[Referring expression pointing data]

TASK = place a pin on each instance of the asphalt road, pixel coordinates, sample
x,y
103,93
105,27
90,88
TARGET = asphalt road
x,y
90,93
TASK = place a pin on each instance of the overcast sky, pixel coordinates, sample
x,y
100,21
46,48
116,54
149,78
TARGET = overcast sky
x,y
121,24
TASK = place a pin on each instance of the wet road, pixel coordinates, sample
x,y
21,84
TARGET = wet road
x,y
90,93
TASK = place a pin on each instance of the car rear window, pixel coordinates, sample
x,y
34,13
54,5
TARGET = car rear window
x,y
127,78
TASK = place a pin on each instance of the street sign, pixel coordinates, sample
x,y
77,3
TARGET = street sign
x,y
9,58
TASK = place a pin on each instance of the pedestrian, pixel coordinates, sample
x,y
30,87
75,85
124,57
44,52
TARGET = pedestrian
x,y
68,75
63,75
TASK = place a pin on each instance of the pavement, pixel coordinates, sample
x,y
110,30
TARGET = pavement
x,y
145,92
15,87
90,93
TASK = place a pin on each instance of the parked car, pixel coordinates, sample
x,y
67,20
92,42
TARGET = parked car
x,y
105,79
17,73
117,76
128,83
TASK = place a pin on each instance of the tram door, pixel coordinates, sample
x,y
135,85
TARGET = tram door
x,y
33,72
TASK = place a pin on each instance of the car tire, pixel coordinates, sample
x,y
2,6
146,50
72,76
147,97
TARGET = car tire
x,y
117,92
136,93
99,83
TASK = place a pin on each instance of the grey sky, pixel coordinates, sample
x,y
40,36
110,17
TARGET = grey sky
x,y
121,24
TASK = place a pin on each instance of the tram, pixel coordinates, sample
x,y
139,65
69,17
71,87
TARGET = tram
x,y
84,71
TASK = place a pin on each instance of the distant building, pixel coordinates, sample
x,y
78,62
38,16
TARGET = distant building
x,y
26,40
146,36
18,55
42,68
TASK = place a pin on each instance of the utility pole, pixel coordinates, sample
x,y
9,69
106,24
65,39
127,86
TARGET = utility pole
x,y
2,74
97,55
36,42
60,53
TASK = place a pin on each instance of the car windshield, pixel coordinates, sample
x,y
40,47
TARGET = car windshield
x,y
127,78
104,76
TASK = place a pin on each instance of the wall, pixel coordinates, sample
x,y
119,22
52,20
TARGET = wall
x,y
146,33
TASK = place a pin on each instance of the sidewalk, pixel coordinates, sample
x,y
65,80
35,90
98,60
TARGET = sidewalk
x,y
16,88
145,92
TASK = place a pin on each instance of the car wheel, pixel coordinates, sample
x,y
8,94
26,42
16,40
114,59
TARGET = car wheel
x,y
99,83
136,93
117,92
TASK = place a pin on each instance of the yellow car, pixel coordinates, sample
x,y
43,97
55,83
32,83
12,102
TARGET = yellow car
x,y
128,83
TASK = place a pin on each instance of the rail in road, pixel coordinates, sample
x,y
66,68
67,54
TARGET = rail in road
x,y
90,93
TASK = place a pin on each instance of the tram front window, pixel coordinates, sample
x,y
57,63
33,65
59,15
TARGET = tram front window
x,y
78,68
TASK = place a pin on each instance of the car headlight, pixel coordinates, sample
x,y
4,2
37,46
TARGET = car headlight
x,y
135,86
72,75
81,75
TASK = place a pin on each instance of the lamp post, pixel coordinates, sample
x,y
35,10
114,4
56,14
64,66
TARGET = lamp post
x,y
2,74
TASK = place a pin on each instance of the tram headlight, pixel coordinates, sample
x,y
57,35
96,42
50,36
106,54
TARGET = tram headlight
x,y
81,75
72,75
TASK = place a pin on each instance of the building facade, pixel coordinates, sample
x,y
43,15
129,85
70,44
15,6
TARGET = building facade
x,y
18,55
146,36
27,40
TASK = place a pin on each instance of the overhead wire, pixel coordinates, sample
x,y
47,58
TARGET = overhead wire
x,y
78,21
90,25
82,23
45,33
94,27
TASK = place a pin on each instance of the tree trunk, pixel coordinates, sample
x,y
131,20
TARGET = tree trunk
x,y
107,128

INSTRUCTIONS FOR THE TASK – Give all of the entries again, word for word.

EXERCISE RESPONSE –
TASK = place a pin on each instance of the asphalt road, pixel coordinates, sample
x,y
103,93
105,27
90,88
TARGET = asphalt road
x,y
90,93
TASK = place a pin on each instance of the overcast sky, pixel coordinates, sample
x,y
100,21
46,48
116,54
149,78
TARGET = overcast sky
x,y
121,24
TASK = place a pin on each instance of the wet road, pixel coordinates, sample
x,y
21,84
TARGET = wet road
x,y
90,93
TASK = place a pin on each instance of the car rear window, pixel coordinates, sample
x,y
34,13
54,5
TARGET = car rear window
x,y
127,78
TASK = place a pin on each instance of the street sign, pixel coordinates, sample
x,y
77,3
TARGET = street sign
x,y
9,58
TASK = place a pin on each instance of the pedestrian, pixel coordinates, sample
x,y
30,87
75,85
124,57
44,52
TARGET = pedestrian
x,y
68,75
63,75
TASK = place a pin on each instance of the pavement, pixel coordinates, sample
x,y
110,30
TARGET = pavement
x,y
145,92
15,87
90,93
TASK = place a pin on each instance of the parked car, pixel coordinates, sample
x,y
67,20
92,42
TARGET = parked car
x,y
105,79
17,73
117,76
128,83
TASK = place a pin on each instance of the tram door, pixel coordinates, sample
x,y
135,85
TARGET = tram door
x,y
33,72
TASK = place a pin on each instance of the car tire, pixel coordinates, sample
x,y
2,6
146,50
72,76
147,97
TARGET = car tire
x,y
117,92
136,93
99,83
TASK = place a pin on each instance of the grey sky, pixel coordinates, sample
x,y
40,36
110,17
TARGET = grey sky
x,y
121,24
TASK = place a pin on each instance of the tram, pixel coordinates, sample
x,y
139,65
69,17
71,87
TARGET = tram
x,y
84,71
TASK = place a pin on each instance of the distant building, pixel coordinates, sample
x,y
78,62
38,16
TARGET = distant building
x,y
26,40
146,36
18,55
42,68
TASK = place a pin on each instance of the utility pole, pixel coordinates, sample
x,y
9,69
106,24
65,39
127,86
TARGET = utility pole
x,y
2,74
97,55
36,42
60,53
TASK = place a pin on each instance of the car windshield, pixel coordinates, sample
x,y
40,47
TARGET = car windshield
x,y
127,78
104,76
TASK = place a pin on each instance of the wall, pixel coordinates, sample
x,y
119,22
52,20
TARGET = wall
x,y
146,33
TASK = place a pin on each instance of the sidewalk, pixel coordinates, sample
x,y
65,80
35,90
98,60
TARGET = sidewalk
x,y
16,88
145,92
TASK = place a pin on each instance of the car wheel, pixel coordinates, sample
x,y
8,94
26,42
16,40
114,59
TARGET = car wheel
x,y
99,83
136,93
117,92
TASK = place a pin on each instance of the yellow car, pixel coordinates, sample
x,y
43,97
55,83
32,83
12,102
TARGET = yellow car
x,y
128,83
TASK = place a pin on each instance of the rail in road, pixel coordinates, sample
x,y
66,68
67,54
TARGET = rail in road
x,y
90,93
TASK = place a pin on each instance of the tram front window, pixel coordinates, sample
x,y
57,63
33,65
59,15
TARGET = tram front window
x,y
78,68
TASK = place a pin on each instance of the car headlight, pixel coordinates, sample
x,y
4,2
37,46
TARGET = car headlight
x,y
135,86
72,75
81,75
TASK = place a pin on each instance of the lamp post, pixel coordinates, sample
x,y
35,10
114,4
56,14
64,66
TARGET = lamp post
x,y
2,74
TASK = place a pin on each instance of the tram headlight, pixel coordinates, sample
x,y
57,35
96,42
50,36
106,54
TARGET = tram headlight
x,y
81,75
72,75
TASK = place a pin on each instance of the building facade, pixel coordinates, sample
x,y
43,15
129,85
70,44
15,6
TARGET = building facade
x,y
18,55
146,36
27,40
TASK = place a pin on each instance of the overhead wire, pixel coordinates, sample
x,y
47,58
TARGET = overhead wire
x,y
78,21
90,25
82,23
45,33
94,27
TASK = place a pin on each instance of the tree trunk, pixel coordinates, sample
x,y
131,20
TARGET = tree trunk
x,y
107,128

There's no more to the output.